— start INPUT —

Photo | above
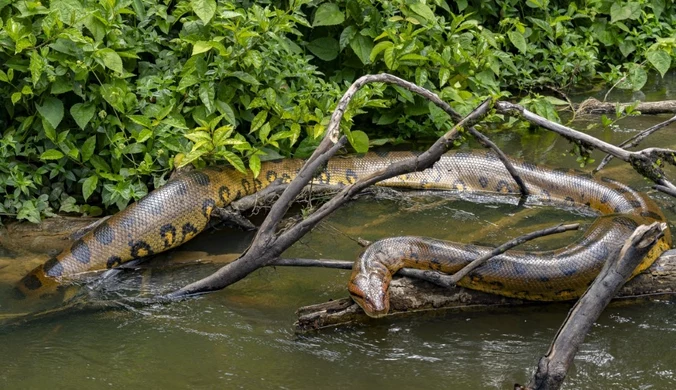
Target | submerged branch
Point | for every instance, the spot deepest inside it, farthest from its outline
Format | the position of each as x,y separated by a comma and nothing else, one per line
646,162
552,368
267,246
635,140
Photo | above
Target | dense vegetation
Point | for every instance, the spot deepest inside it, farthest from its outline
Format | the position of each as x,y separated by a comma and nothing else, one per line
101,99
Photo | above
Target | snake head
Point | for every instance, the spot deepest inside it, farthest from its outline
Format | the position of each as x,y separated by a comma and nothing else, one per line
370,291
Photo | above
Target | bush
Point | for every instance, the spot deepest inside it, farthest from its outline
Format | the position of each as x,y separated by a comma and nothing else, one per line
100,100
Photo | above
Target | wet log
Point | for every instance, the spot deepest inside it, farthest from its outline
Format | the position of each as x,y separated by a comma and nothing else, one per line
413,297
594,106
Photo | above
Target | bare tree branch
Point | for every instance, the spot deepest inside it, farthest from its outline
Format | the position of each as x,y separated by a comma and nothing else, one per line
553,367
635,140
647,162
266,246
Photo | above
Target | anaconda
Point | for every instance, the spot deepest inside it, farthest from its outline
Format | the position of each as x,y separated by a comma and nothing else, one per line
553,275
176,212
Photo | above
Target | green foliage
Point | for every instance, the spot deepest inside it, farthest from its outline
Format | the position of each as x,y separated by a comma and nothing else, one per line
100,100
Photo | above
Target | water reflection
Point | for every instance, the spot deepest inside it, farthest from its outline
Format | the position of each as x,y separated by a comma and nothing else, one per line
243,337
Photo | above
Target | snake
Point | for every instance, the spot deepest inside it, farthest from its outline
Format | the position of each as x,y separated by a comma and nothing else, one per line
177,211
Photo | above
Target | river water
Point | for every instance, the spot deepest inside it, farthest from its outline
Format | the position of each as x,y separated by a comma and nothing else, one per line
244,337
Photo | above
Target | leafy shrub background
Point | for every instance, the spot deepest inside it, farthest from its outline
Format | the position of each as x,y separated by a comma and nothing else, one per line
99,100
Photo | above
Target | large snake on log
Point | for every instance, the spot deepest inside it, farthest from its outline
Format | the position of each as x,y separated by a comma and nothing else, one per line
179,210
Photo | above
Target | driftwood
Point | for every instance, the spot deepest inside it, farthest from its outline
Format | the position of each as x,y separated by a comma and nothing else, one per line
409,296
553,367
594,106
267,246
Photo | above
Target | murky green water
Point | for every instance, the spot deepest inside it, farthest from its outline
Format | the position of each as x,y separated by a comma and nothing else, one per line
244,337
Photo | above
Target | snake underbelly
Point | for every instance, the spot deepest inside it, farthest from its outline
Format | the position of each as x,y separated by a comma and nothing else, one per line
176,212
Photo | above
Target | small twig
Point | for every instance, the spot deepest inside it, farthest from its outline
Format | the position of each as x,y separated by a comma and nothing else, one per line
635,140
505,161
666,190
644,161
552,368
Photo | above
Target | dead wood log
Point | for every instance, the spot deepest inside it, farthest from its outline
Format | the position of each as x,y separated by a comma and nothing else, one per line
594,106
410,296
553,367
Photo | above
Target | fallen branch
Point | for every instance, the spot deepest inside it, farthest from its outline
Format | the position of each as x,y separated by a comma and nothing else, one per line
410,296
266,246
552,368
647,162
594,106
635,140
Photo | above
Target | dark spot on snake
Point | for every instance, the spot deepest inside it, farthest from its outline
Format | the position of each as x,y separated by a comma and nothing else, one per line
258,185
168,234
80,250
635,203
31,282
324,177
651,215
201,178
53,268
350,176
104,234
246,185
495,285
127,222
458,185
188,229
528,166
546,195
113,261
519,268
503,186
140,249
569,271
207,207
224,194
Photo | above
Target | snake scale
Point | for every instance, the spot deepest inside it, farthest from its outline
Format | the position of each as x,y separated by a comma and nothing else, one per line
179,210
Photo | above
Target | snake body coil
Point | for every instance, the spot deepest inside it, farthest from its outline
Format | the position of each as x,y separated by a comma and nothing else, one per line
176,212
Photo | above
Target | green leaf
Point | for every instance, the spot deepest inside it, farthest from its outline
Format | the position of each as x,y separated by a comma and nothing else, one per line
518,40
359,141
88,148
207,95
51,154
424,11
258,121
89,186
52,110
234,160
37,65
204,9
660,59
201,47
255,164
362,47
328,14
111,59
619,11
82,113
380,46
326,48
346,36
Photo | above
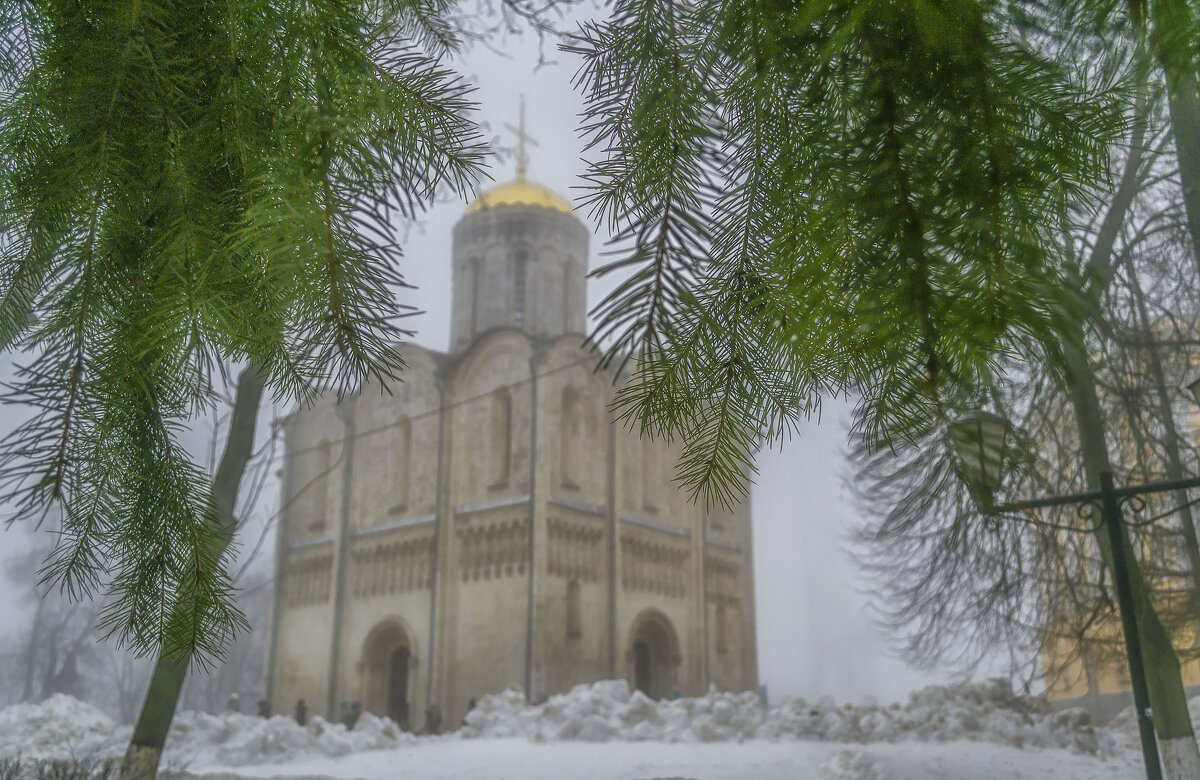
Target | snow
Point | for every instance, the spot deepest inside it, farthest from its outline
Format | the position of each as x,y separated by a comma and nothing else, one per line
61,726
515,759
607,711
1125,725
606,732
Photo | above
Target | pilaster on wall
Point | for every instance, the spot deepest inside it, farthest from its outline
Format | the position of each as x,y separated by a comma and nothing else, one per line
439,651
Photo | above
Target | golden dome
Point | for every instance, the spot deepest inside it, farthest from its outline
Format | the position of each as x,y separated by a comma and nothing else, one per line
520,192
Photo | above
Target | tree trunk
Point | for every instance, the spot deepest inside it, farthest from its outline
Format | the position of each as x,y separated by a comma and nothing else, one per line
144,753
1173,27
1168,700
1174,465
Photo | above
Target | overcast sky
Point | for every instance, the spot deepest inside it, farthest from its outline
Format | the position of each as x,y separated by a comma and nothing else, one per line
815,631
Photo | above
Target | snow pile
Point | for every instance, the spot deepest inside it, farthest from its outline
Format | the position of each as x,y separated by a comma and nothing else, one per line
59,727
65,727
967,712
1125,725
607,711
850,765
234,739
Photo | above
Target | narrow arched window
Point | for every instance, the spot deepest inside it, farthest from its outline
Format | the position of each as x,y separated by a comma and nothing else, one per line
401,466
574,610
501,435
568,273
473,268
570,433
649,475
321,487
520,263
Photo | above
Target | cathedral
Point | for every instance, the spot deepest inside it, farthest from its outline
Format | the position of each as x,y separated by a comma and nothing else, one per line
486,523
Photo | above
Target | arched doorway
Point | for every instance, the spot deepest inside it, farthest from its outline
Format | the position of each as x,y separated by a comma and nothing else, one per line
654,655
397,687
388,660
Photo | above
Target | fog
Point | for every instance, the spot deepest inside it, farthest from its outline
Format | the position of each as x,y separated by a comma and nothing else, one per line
816,634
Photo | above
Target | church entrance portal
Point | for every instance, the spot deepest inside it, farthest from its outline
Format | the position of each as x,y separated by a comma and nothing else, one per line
397,687
387,664
654,655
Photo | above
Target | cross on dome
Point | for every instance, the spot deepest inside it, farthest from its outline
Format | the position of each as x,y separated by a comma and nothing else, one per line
522,138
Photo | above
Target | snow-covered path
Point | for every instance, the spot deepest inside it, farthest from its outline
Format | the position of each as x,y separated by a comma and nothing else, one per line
514,759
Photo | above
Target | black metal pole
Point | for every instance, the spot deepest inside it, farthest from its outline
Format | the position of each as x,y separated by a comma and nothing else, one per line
1113,520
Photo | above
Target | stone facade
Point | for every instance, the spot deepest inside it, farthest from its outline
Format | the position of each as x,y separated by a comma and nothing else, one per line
485,525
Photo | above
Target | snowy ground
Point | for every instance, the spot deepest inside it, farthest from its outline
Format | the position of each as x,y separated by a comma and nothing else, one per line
604,732
514,759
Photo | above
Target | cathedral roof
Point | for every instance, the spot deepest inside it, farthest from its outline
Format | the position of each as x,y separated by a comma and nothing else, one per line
520,192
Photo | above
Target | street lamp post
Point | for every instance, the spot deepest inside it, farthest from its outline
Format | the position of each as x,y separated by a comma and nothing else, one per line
981,442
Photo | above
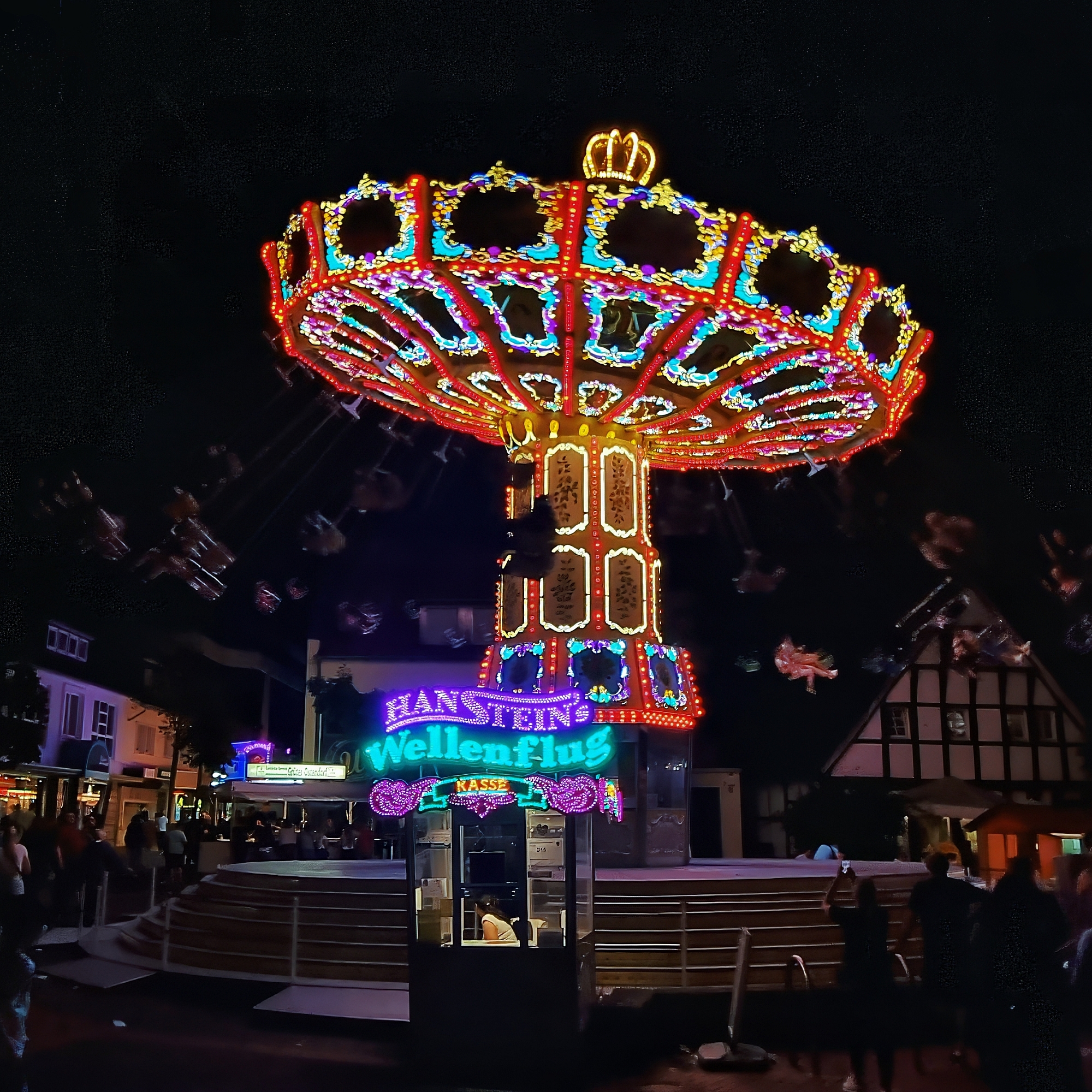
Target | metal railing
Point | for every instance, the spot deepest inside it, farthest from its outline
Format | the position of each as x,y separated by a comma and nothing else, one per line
793,963
686,936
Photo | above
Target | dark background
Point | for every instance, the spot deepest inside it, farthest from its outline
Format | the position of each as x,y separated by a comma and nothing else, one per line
150,149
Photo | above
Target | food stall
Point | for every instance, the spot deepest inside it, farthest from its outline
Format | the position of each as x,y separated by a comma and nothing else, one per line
1029,830
501,812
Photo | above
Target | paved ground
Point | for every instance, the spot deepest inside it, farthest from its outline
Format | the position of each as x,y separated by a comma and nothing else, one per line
180,1034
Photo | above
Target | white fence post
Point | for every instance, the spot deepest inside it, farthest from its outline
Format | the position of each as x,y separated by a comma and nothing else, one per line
167,934
683,947
295,939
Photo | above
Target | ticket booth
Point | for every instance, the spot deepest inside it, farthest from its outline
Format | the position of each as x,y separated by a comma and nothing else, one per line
500,826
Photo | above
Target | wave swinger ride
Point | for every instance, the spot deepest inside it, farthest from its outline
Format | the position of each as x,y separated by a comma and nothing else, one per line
597,328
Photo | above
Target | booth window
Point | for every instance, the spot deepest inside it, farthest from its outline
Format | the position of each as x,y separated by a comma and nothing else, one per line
898,721
1016,725
957,722
73,716
1044,726
102,726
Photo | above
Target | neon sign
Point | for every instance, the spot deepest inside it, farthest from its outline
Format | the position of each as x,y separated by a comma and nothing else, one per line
483,796
448,743
489,709
247,753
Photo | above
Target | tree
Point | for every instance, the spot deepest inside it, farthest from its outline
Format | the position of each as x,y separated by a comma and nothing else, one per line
346,714
864,821
25,710
189,691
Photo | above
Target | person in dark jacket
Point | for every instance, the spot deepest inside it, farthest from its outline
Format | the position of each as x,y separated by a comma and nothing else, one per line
867,979
136,844
1029,1037
100,858
195,835
944,908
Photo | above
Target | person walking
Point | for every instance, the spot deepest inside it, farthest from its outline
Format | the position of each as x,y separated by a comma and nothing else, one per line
100,858
1029,1028
135,844
175,841
195,830
41,842
239,837
287,841
865,977
72,842
305,844
15,872
944,907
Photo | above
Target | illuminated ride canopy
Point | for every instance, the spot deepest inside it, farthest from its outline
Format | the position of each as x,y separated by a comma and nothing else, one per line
597,329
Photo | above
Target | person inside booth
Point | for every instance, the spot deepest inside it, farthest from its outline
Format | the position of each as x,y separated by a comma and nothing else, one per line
496,928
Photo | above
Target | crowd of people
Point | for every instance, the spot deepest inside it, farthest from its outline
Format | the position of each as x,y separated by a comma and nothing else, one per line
1008,970
262,835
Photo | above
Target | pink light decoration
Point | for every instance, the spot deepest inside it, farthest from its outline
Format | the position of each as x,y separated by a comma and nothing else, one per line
481,804
611,799
397,798
569,796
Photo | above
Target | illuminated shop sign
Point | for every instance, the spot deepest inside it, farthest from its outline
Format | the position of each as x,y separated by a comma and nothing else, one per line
492,709
295,771
448,743
482,796
247,753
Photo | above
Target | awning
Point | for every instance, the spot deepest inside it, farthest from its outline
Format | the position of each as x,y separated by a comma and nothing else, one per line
949,798
302,792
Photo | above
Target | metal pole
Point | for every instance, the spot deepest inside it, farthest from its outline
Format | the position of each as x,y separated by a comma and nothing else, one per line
683,946
295,939
167,933
739,984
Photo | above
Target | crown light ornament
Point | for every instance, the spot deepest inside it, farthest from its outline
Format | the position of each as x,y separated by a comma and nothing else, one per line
628,159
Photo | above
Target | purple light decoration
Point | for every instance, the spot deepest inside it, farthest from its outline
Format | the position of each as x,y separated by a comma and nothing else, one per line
610,799
569,796
393,799
481,804
488,709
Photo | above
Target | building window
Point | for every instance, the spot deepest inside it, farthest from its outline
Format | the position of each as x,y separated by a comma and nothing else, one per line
146,740
958,723
73,717
67,643
1016,725
898,721
1044,727
102,726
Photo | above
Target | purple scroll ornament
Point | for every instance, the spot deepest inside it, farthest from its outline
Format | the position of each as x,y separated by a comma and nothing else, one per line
571,796
482,804
397,798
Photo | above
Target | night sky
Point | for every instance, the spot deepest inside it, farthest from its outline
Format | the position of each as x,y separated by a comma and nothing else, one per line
151,149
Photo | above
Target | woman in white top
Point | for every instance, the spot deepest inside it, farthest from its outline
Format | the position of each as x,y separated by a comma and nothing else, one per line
496,928
15,862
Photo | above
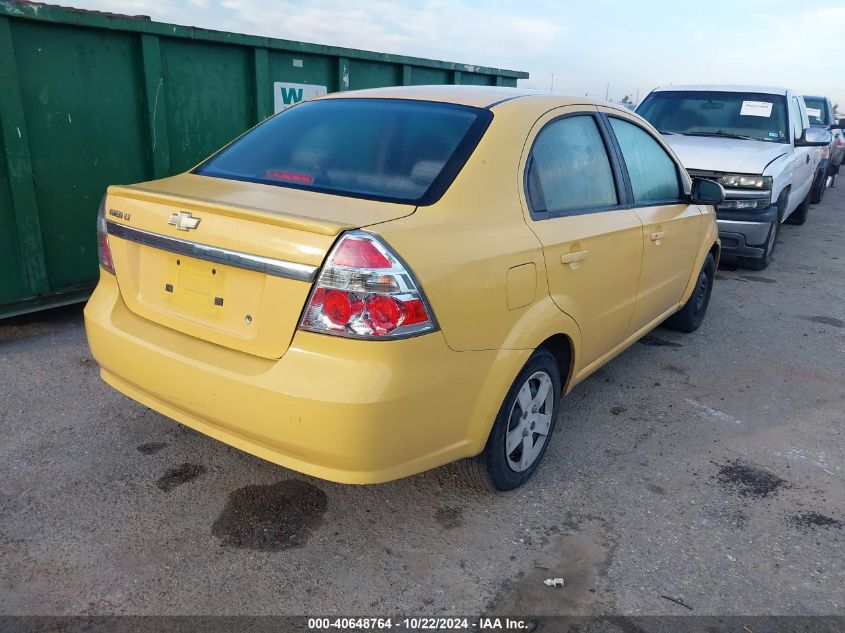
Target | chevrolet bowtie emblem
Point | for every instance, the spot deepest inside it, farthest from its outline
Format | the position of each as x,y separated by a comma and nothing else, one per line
184,221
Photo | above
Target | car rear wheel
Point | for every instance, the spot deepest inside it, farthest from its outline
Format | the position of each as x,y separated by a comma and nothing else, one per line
521,432
690,317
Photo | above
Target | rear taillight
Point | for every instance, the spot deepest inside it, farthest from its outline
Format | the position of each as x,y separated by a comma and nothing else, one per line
365,291
103,249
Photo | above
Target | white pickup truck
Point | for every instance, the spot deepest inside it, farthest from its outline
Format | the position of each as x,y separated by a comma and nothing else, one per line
757,143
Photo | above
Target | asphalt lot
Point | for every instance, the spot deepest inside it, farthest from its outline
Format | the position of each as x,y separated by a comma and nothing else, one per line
702,469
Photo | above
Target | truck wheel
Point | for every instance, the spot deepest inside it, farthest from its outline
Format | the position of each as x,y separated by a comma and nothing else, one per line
799,216
689,318
521,432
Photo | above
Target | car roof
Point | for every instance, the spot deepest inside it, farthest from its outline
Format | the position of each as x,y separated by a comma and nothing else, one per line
476,96
725,88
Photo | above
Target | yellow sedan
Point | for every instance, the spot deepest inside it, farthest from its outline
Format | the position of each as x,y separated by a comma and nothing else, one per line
376,283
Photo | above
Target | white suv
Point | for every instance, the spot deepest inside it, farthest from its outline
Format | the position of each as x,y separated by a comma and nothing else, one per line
757,143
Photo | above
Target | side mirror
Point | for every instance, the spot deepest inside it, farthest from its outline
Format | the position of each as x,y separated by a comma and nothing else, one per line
814,137
706,192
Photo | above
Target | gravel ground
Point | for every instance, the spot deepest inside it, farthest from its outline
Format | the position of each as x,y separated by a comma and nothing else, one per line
699,472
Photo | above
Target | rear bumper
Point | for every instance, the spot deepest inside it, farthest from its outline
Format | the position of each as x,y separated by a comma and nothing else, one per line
743,233
339,409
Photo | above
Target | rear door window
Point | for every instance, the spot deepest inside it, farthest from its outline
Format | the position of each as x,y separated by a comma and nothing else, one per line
569,170
652,172
383,149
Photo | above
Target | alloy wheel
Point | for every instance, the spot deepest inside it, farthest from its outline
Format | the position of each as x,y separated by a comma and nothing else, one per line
529,422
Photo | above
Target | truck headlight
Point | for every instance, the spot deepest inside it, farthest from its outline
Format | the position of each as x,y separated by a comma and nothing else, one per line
743,181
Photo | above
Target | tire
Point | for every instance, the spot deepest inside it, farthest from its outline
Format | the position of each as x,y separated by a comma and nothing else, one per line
689,318
817,190
799,216
505,469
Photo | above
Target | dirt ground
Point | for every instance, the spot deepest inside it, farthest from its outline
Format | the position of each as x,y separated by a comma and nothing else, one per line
695,474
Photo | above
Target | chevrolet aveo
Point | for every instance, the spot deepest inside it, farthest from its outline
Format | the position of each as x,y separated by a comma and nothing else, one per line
376,283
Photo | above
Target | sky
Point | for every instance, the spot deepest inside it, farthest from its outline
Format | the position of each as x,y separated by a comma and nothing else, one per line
598,48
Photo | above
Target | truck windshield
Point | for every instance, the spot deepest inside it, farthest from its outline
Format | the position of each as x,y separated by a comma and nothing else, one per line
745,115
394,150
817,111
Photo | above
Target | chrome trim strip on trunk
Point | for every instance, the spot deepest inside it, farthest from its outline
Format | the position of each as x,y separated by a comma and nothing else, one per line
237,259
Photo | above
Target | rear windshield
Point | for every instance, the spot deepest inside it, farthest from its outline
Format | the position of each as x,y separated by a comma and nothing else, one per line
817,111
382,149
746,115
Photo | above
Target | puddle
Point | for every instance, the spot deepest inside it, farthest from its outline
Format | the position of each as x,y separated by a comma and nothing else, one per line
581,558
271,518
449,518
813,520
656,341
759,280
179,475
827,321
151,448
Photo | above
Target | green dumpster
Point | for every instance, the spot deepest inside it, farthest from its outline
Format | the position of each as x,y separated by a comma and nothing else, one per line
89,99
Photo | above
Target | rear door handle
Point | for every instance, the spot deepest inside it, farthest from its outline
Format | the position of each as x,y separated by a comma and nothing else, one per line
574,259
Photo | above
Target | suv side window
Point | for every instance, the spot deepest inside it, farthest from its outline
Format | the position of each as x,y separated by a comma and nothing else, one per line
569,170
652,172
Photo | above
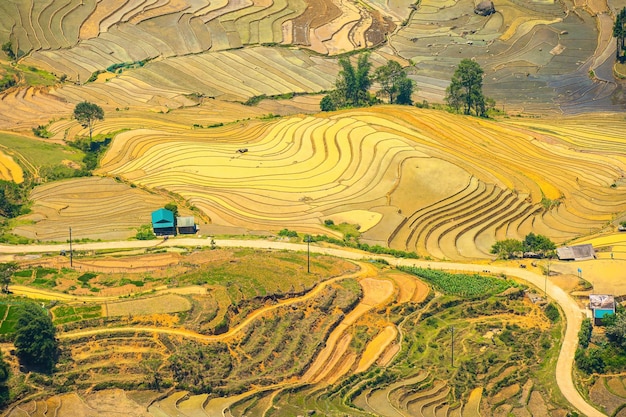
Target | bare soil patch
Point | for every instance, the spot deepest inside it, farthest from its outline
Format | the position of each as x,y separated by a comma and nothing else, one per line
167,303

— end INPUT —

Determine how many lines in the items above contain the string "post", treating case as significant, and give only the number.

RIGHT ANSWER -
2